CF2002E

题目链接

手搓一下第一个测试样例可以发现， \(1\sim 3\) 的 \(1,3\) 合并，\(a_3>a_2\) 所以可以维护一个单调栈，单调递减，如果单调栈顶的下一位 \(b\) 等于当前的 \(b\)，且当前 \(a\) 大于栈顶 \(a\) 那么将栈顶下一位和当前的序列合并，这样答案就是栈底。

\(\mathscr{Code:}\)

#include<bits/stdc++.h>
#define LL long long
#define int LL
#define per(i, a, b) for (int i = a, END##i = b; i >= END##i; i--)
#define rep(i, a, b) for (int i = a, END##i = b; i <= END##i; i++)
#define repn(x) rep(x, 1, n)
#define repm(x) rep(x, 1, m)
#define pb push_back
#define e(x) for(int i = h[x], v = to[i]; i; i = nxt[i], v = to[i])
#define E(x) for(auto y : p[x])
#define PII pair<int, int>
#define i64 unsigned long long
#define YY puts("Yes"), exit(0)
#define NN puts("No"), exit(0)

## 数据记录
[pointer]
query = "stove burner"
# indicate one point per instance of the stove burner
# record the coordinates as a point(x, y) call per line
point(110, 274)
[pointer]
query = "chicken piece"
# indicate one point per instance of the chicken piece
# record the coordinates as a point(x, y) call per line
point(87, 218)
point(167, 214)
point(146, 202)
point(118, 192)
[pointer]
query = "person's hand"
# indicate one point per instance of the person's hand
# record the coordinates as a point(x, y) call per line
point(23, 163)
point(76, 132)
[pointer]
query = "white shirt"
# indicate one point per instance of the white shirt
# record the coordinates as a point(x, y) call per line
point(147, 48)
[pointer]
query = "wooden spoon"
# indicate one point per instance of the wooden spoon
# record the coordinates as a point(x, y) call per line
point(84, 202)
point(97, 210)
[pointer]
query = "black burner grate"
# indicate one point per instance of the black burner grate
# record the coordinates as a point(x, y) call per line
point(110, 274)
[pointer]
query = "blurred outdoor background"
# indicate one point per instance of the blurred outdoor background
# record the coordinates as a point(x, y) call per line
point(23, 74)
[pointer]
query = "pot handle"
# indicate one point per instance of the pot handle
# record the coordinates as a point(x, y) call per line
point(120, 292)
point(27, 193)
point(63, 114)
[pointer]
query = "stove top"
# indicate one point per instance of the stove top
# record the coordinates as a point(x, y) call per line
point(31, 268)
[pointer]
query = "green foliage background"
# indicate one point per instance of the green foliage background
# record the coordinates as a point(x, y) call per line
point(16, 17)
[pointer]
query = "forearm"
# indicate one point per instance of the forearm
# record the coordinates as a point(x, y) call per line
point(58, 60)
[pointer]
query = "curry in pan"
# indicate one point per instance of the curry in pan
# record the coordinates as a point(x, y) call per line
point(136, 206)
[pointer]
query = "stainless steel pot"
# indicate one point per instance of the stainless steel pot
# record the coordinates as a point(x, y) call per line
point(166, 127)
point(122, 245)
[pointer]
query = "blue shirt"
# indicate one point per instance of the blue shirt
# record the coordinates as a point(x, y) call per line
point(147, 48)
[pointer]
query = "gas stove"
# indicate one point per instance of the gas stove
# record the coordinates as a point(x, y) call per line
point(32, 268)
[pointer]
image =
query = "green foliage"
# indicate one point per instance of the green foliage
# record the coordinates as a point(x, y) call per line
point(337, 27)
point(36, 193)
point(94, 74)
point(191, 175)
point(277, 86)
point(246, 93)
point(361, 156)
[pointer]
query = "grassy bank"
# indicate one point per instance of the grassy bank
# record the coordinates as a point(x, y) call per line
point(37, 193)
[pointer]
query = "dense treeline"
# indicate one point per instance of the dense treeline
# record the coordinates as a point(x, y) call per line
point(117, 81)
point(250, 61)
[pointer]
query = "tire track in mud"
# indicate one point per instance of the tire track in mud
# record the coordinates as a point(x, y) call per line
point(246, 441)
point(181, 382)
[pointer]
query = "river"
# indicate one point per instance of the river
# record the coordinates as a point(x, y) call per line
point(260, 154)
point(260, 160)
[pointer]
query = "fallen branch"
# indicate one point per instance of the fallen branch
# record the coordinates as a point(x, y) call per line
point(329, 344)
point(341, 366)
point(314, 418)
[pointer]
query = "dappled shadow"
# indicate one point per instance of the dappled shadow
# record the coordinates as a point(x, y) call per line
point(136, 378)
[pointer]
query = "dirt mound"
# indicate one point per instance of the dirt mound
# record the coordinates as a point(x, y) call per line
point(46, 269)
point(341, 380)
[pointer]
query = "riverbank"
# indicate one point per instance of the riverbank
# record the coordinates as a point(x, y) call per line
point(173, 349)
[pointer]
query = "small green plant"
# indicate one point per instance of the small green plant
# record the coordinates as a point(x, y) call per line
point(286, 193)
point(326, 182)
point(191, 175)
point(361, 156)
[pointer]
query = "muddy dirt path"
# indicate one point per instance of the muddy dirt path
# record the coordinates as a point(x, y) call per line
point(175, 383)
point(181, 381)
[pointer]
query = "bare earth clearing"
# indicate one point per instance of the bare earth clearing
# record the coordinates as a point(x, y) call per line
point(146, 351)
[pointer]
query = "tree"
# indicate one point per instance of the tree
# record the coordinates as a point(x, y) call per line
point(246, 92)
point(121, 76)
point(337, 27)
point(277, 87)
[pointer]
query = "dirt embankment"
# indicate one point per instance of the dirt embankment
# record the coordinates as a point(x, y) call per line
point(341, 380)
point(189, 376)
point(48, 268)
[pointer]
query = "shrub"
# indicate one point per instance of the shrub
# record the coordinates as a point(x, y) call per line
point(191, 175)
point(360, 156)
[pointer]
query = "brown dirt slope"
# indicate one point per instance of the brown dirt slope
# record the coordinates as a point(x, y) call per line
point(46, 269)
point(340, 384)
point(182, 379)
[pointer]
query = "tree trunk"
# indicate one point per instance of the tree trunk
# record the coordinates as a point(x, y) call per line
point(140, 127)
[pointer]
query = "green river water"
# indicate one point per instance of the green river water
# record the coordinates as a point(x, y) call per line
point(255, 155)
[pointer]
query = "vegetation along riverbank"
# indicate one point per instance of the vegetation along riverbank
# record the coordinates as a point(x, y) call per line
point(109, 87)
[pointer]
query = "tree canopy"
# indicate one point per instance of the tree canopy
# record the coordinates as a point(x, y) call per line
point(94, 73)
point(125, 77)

## 操作说明
[A] 按照原文的做法，最终答案取自单调栈的哪个位置？
[B] 请把原文中以“#define rep(i, a, b)”开头、一直到“nxt[i], v = to[i])”为止的部分原样抄录下来。

## 参考答案
[A] 答案就是栈底。

[B]
#define rep(i, a, b) for (int i = a, END##i = b; i <= END##i; i++)
#define repn(x) rep(x, 1, n)
#define repm(x) rep(x, 1, m)
#define pb push_back
#define e(x) for(int i = h[x], v = to[i]; i; i = nxt[i], v = to[i])